▶ _Instructions for the task_
Where in the listing does the string "query" appear? Copy every line that holds it.

▶ _Available records_
□ □ □

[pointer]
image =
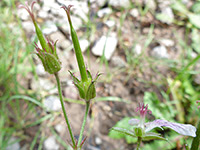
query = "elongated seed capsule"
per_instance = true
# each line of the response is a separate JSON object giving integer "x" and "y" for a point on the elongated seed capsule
{"x": 41, "y": 37}
{"x": 77, "y": 48}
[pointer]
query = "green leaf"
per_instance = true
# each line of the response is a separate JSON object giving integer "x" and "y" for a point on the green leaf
{"x": 152, "y": 136}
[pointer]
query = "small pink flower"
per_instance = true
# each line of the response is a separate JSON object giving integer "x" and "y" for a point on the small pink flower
{"x": 198, "y": 102}
{"x": 184, "y": 129}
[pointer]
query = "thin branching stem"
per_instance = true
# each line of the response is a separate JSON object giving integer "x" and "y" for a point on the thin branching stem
{"x": 84, "y": 122}
{"x": 63, "y": 109}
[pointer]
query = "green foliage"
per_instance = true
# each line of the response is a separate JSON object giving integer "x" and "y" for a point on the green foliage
{"x": 124, "y": 125}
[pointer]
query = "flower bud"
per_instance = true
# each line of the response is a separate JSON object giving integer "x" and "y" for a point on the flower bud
{"x": 87, "y": 89}
{"x": 47, "y": 54}
{"x": 139, "y": 132}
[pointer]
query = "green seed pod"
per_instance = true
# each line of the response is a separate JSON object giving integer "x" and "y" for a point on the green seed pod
{"x": 139, "y": 132}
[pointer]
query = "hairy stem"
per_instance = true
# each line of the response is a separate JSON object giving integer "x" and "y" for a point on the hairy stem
{"x": 84, "y": 122}
{"x": 138, "y": 143}
{"x": 63, "y": 109}
{"x": 196, "y": 140}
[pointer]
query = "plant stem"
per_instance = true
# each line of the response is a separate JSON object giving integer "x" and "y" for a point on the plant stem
{"x": 84, "y": 122}
{"x": 196, "y": 140}
{"x": 63, "y": 109}
{"x": 138, "y": 143}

□ □ □

▶ _Reply_
query = "elongated seed capsule"
query = "green leaf"
query = "small pink flower"
query = "thin branching stem"
query = "green foliage"
query = "flower bud"
query = "green seed pod"
query = "hairy stem"
query = "plant stem"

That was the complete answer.